> THE EXERCISE: Carry on the piece about Codd's 12 rules, starting right after its final paragraph.

> PROVIDED PASSAGE:
Codd's 12 Rules
Dr. E.F. Codd, an IBM researcher, first developed the relational data model in 1970. In 1985, Dr. Codd published a list of 12 rules that concisely define an ideal relational database, which have provided a guideline for the design of all relational database systems ever since.
I use the term "guideline" because, to date, no commercial relational database system fully conforms to all 12 rules. They do represent the relational ideal, though. For a few years, scorecards were kept that rated each commercial product's conformity to Codd's rules. Today, the rules are not talked about as much but remain a goal for relational database design.
Following is a list of Codd's 12 rules, including his original name for each rule and a simplified description. I also have included a note where certain rules are problematic to implement. Don't worry if some of these items are confusing to you, as we move further through this newsletter series we will fill in the details.

> INFORMATION PROVIDED:
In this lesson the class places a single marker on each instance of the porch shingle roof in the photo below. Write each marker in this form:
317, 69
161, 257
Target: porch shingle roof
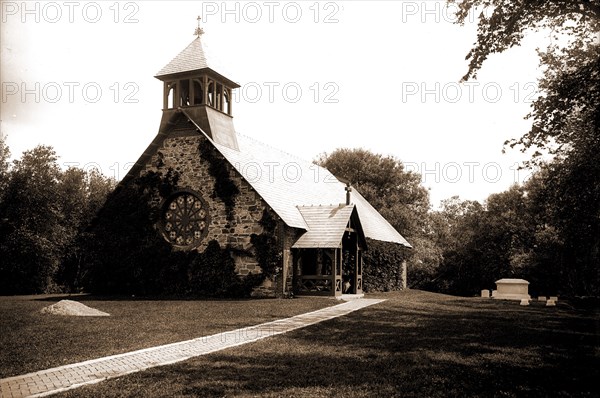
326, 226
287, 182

--

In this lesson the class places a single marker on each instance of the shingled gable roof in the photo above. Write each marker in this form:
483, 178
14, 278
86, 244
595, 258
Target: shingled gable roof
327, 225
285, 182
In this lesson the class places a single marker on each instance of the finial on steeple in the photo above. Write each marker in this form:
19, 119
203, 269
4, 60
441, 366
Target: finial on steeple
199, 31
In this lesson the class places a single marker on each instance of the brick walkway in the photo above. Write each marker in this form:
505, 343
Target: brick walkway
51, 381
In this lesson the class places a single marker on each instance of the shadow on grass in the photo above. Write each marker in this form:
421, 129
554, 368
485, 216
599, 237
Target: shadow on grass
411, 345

> RESULT FOR THIS EXERCISE:
Rule 1: The Information Rule
All data should be presented to the user in table form. Last week's newsletter already discussed the basics of this rule.
Rule 2: Guaranteed Access Rule
All data should be accessible without ambiguity. This can be accomplished through a combination of the table name, primary key, and column name.
Rule 3: Systematic Treatment of Null Values
A field should be allowed to remain empty. This involves the support of a null value, which is distinct from an empty string or a number with a value of zero. Of course, this can't apply to primary keys. In addition, most database implementations support the concept of a nun- null field constraint that prevents null values in a specific table column.
Rule 4: Dynamic On-Line Catalog Based on the Relational Model A relational database must provide access to its structure through the same tools that are used to access the data. This is usually accomplished by storing the structure definition within special system tables.
Rule 5: Comprehensive Data Sublanguage Rule
The database must support at least one clearly defined language that includes functionality for data definition, data manipulation, data integrity, and database transaction control. All commercial relational databases use forms of the standard SQL (Structured Query Language) as their supported comprehensive language.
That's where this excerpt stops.